REQUESTS —
• a. Quote the blog post on loneliness and release word for word, starting at "Sunday, September 09, 2007" and ending at "the final spin.".
• b. Continue the blog post on loneliness and release, picking up right after its final sentence.

READING TEXT —
Sunday, September 09, 2007

The Transfiguration of Blind Joe Death


Seems the chickens are finally coming home to roost. The long-dark night of the soul is finally at it's darkest and the cold soul-searing breath of death seems almost imminent.

"This is the story of America. Everybody's doing what they think they're supposed to do. So what if a bunch of men talk in loud voices and drink the night? " OTR, Part 1, Chapter 10, page 68.

Supposed to do? What are we supposed to do? I am alive in exile, alone in the crowd of the late afternoon laundromat. My clothes are in the final spin, the final spin.

Walking alone is sometimes what I've perferred, but not any more. As comfortable as I am with myself, I yearn for the presence of the other, the one I've forsaken. She's the one I've loved, and yet have forsaken. Thinking backwards, I craved freedom. I searched for the moment of release and the chance to be liberated from this soul-less situation I've made for myself.

But now here I am on the brink of release, about to be set free after my 22 year sentence, and what do I want?

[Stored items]
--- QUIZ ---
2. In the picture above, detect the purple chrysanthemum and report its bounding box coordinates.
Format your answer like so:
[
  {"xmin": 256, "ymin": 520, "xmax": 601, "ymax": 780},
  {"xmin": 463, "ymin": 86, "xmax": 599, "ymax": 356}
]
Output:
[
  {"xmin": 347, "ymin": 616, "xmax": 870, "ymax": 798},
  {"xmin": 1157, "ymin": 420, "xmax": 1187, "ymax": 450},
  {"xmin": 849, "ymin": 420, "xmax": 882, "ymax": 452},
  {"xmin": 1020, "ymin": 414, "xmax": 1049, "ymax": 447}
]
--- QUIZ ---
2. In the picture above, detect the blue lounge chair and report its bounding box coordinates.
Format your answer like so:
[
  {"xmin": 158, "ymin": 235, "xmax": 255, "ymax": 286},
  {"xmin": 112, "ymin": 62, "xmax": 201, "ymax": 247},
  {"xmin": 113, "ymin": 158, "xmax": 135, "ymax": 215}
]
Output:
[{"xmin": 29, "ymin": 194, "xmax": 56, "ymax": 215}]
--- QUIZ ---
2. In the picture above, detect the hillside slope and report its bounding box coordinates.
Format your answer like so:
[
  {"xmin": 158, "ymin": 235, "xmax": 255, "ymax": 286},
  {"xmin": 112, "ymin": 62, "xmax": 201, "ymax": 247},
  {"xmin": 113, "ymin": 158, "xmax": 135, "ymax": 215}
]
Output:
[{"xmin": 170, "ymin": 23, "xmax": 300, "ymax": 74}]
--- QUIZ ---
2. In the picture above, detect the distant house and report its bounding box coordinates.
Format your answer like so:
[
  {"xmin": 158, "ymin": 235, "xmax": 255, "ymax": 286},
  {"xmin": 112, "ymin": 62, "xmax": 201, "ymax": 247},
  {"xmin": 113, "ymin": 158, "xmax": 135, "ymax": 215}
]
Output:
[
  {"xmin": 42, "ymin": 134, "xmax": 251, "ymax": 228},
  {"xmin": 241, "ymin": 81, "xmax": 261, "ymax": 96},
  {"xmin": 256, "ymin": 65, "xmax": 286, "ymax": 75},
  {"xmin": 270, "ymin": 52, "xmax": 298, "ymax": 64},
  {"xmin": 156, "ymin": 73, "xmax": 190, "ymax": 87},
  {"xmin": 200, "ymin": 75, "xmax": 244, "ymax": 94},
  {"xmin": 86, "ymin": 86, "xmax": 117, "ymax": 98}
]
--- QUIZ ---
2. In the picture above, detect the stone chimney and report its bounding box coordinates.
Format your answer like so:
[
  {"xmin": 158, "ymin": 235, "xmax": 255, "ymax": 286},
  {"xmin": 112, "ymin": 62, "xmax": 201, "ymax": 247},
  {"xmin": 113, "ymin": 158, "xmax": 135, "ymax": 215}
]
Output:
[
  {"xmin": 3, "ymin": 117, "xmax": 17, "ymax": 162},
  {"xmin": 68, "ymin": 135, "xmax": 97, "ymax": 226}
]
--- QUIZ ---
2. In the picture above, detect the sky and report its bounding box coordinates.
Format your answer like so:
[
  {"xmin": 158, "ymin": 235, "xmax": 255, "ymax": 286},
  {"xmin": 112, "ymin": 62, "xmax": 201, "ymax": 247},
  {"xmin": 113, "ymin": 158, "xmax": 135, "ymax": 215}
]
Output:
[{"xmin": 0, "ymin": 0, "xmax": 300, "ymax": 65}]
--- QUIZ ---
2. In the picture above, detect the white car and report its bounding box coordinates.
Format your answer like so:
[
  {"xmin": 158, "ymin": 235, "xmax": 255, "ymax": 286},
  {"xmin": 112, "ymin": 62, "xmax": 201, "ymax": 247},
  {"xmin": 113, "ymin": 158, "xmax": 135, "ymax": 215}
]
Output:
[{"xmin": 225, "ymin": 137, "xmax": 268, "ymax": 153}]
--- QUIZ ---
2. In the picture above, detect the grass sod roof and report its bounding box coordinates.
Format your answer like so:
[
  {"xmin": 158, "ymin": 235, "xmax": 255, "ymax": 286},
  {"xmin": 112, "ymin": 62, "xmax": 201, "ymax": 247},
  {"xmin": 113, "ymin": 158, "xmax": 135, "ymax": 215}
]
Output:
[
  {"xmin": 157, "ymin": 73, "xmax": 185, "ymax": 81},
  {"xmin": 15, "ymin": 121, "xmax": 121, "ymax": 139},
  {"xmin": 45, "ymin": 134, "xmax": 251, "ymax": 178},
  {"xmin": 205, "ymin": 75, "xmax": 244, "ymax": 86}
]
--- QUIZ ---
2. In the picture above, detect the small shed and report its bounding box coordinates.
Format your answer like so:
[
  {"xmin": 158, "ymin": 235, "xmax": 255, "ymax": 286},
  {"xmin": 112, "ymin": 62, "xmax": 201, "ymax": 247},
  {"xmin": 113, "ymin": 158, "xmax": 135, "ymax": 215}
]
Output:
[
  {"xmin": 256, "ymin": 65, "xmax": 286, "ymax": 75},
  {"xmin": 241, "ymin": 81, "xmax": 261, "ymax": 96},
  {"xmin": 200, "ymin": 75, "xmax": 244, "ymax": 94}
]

OUTPUTS FOR THE TASKS —
• a.
Sunday, September 09, 2007

The Transfiguration of Blind Joe Death


Seems the chickens are finally coming home to roost. The long-dark night of the soul is finally at it's darkest and the cold soul-searing breath of death seems almost imminent.

"This is the story of America. Everybody's doing what they think they're supposed to do. So what if a bunch of men talk in loud voices and drink the night? " OTR, Part 1, Chapter 10, page 68.

Supposed to do? What are we supposed to do? I am alive in exile, alone in the crowd of the late afternoon laundromat. My clothes are in the final spin, the final spin.

• b.
I want to make peace. I want to revel in the past but dance hysterically into the future with the woman I love with all my might. What has changed? Not a lot, but everything at the same time. I want to live and eventually die in the arms of that woman I really do love.

My best intentions are what have gotten me here, those notions of doing what I think I'm supposed to do. Hell, my best intentions are the ones that continually get me in trouble. Frankly, I'm tired of being in charge. I've done and seen all those things (well, most of them) that we want our children to never even consider. I've been obnoxious. I've been unconscious. I've been so weird it would have killed a norrmal man. I've been all kinds of things that are hard to spell.

Right now, baby, I'm done. The old hymn isn't "I surrender 10%". No, sweetie, I surrender all.


My friend, the Presbyterian monk/pig, wanders with his rucksack into the fiction and fables of a life loved and remembered, and here I sit waiting for the dryer to scream at me to take my bloody clothes out and fold them. A quiet life is good but a sad life ain't nothing but sad.

2 comments:

Christopher Newton said...

Hard and lonely, middle of the night words seems rapped into your typewriter in the neon lit hotel room of endured endings. What are words against the November wind of grief rattling the window? Just leaves. Just old brown leaves from the summer that was once.

the.chronicler said...

Savor the mountains, Leo. They nurtured Moses and Jesus and all the prophets.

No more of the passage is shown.